Document passage -
________________________________________

I visited Barcelona years ago. What I like most is D Ramblas. It was full of people. The Ramblas offers variety of tourist likings but watch your belongings as they were many thieves around. By the way, the city is beautiful with old buildings, plazas, trees, and monuments.
Look after your bags! There are many many thieves lingering in the metro stations and kind of push up against you and try and steal your things in your bags. So be cautious and hold on tight to your valuables. Barcelona is amazing though! The architecture and beach and sights and people are all fantastic. I suppose like in any place you have to be careful. It's also very easy to get lost in the laneways. And at nighttime there are many drug deals and dodgy people out that will try and sell you anything!

________________________________________

(Point placement records)
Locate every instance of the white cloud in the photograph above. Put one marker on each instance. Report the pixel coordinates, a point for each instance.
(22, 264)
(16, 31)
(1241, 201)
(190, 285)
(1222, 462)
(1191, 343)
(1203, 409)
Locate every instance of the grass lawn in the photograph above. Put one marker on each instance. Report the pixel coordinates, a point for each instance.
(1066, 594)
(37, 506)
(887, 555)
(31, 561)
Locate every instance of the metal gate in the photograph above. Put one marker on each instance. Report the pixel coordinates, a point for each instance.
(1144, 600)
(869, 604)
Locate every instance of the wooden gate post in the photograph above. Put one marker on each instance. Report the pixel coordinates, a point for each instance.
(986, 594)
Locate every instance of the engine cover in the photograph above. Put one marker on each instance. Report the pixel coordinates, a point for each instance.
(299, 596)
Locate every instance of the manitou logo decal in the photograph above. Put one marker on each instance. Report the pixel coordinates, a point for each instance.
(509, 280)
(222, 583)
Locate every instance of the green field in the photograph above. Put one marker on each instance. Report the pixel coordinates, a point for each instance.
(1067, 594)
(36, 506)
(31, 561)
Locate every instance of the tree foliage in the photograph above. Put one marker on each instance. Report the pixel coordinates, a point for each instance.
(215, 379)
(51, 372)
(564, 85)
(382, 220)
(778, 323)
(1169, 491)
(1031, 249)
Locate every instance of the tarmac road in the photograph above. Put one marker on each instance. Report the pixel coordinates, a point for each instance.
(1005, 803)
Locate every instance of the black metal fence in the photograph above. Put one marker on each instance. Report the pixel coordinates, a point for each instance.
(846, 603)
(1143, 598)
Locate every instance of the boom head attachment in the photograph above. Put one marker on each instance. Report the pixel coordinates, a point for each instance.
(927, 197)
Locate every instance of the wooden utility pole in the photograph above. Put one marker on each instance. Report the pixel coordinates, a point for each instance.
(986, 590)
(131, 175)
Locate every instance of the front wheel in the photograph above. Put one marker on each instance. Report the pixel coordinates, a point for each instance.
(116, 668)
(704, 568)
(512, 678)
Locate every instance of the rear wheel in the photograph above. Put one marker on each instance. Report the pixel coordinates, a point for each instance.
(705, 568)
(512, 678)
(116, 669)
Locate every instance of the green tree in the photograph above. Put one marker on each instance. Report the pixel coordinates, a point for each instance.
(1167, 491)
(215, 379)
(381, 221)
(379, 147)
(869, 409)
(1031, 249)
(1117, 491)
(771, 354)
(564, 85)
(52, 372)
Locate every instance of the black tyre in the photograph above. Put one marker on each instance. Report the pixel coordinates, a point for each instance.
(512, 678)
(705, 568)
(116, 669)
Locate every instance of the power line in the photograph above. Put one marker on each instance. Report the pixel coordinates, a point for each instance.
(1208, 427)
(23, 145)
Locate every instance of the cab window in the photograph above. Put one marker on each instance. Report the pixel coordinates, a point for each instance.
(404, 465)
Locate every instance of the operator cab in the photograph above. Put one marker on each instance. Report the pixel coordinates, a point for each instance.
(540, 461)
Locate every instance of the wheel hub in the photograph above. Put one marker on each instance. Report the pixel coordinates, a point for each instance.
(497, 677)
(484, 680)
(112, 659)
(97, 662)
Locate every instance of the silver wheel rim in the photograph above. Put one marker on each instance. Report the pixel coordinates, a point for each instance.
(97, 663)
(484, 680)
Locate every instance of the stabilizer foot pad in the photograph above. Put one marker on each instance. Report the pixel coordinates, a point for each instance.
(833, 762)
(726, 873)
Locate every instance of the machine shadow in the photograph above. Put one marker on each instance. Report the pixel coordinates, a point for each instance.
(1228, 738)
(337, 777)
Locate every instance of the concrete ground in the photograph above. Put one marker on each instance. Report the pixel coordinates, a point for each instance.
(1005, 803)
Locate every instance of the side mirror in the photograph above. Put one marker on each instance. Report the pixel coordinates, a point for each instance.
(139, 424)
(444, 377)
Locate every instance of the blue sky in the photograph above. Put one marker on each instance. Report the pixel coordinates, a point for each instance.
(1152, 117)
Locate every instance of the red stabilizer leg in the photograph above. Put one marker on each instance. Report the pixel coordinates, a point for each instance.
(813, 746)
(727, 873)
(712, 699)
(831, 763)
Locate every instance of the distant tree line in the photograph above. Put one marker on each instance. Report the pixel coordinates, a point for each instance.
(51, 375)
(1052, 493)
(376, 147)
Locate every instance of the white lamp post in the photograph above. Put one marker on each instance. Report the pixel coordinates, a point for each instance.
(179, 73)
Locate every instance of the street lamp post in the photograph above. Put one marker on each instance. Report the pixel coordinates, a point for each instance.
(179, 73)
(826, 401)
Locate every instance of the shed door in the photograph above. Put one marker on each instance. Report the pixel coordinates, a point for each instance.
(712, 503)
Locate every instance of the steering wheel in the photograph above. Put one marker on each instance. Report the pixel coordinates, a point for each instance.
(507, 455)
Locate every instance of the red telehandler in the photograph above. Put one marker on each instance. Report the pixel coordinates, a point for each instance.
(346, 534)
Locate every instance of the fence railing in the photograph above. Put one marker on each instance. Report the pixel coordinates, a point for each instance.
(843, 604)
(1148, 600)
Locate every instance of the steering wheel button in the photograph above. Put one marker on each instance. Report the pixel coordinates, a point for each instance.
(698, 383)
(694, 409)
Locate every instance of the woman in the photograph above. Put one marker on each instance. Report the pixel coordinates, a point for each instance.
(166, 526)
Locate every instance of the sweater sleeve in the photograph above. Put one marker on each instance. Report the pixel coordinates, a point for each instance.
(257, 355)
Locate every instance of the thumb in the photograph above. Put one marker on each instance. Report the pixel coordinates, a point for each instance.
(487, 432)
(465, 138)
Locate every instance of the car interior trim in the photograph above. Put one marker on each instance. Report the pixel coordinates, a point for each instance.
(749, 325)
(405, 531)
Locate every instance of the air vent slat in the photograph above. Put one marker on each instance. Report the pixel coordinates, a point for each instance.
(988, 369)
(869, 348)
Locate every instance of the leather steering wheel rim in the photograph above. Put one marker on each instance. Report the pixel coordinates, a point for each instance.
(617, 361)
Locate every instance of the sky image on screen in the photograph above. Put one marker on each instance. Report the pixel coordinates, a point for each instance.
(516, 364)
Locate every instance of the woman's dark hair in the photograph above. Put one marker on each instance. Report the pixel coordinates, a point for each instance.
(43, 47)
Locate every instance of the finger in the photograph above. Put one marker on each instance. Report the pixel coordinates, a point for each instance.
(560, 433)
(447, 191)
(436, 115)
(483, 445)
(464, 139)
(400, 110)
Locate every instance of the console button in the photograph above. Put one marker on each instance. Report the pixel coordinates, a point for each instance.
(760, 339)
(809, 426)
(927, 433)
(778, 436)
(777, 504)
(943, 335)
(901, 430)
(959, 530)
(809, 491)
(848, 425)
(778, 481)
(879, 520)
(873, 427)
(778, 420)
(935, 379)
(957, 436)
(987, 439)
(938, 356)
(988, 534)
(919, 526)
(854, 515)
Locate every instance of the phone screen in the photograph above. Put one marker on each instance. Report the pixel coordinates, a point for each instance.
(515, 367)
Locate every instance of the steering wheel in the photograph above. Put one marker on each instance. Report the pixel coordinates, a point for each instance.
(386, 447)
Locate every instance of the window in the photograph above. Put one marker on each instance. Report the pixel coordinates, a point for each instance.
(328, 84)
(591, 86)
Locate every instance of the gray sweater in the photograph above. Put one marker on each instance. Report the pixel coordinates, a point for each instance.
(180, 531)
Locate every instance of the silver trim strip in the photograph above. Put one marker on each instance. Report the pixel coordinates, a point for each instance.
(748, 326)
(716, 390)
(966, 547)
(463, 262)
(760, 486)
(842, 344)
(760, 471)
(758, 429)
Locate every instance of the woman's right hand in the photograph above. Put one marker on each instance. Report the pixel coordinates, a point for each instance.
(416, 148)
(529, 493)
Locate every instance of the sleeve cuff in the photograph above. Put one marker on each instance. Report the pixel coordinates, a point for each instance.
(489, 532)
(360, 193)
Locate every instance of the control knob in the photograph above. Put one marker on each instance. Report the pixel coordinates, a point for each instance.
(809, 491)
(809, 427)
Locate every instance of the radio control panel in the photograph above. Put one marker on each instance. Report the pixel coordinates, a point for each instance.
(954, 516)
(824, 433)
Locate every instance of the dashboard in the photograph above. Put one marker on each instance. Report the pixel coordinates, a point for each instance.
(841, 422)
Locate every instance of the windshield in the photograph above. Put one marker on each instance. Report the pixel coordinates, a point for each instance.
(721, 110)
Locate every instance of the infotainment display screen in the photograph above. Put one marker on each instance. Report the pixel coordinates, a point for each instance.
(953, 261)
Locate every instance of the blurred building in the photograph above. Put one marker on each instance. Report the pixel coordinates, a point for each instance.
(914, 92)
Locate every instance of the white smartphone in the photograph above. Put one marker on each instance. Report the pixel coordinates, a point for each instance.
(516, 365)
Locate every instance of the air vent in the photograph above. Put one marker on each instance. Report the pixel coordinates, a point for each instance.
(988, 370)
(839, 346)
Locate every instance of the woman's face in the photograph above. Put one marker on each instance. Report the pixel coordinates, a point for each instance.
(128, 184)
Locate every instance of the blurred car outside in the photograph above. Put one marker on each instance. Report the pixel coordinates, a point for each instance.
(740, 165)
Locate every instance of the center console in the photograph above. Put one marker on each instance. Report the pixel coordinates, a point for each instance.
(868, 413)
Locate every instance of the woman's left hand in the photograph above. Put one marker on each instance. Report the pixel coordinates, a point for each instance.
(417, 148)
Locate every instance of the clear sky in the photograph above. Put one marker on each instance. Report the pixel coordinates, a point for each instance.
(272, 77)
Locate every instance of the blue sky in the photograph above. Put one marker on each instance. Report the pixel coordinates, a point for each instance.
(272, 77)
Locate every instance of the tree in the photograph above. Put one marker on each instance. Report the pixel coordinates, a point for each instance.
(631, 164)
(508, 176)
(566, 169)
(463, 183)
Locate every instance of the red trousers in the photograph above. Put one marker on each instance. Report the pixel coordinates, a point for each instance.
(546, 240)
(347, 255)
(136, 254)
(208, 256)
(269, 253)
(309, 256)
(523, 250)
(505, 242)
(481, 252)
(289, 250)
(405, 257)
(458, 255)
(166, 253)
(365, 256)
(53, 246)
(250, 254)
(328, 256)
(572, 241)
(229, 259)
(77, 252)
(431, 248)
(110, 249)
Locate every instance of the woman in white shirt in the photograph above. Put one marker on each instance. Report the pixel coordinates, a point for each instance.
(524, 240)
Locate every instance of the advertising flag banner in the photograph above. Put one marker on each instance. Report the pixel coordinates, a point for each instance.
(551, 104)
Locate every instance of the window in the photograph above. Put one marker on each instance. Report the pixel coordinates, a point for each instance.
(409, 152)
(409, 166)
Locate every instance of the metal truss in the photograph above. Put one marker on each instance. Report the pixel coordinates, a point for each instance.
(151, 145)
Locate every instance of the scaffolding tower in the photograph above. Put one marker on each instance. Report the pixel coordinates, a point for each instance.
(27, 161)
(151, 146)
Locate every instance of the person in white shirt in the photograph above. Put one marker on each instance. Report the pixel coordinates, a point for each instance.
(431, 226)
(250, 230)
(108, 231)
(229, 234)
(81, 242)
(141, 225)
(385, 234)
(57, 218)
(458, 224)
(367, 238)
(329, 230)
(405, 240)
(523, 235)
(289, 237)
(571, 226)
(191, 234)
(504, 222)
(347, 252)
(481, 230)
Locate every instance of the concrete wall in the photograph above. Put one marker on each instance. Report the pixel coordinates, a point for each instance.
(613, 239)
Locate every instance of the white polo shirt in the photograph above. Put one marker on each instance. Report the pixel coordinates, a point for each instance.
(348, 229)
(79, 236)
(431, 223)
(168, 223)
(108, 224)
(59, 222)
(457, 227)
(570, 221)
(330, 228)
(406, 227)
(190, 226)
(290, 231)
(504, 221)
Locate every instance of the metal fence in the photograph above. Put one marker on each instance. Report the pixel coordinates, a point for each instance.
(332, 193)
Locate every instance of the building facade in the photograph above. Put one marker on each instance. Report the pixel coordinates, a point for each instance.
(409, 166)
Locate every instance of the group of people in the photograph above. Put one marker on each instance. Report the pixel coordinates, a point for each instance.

________________________________________

Tasks to carry out -
- 1) According to the first paragraph of the Barcelona comments, what makes the city beautiful? List each feature.
- 2) In the Barcelona comments, where are many thieves said to be lingering?
- 3) Please write out the Barcelona comments from "I visited Barcelona" to "sell you anything!".
The entries aren't needed for this work.

Answers in order -
- 1) Old buildings, plazas, trees, and monuments.

- 2) In the metro stations.

- 3)
I visited Barcelona years ago. What I like most is D Ramblas. It was full of people. The Ramblas offers variety of tourist likings but watch your belongings as they were many thieves around. By the way, the city is beautiful with old buildings, plazas, trees, and monuments.
Look after your bags! There are many many thieves lingering in the metro stations and kind of push up against you and try and steal your things in your bags. So be cautious and hold on tight to your valuables. Barcelona is amazing though! The architecture and beach and sights and people are all fantastic. I suppose like in any place you have to be careful. It's also very easy to get lost in the laneways. And at nighttime there are many drug deals and dodgy people out that will try and sell you anything!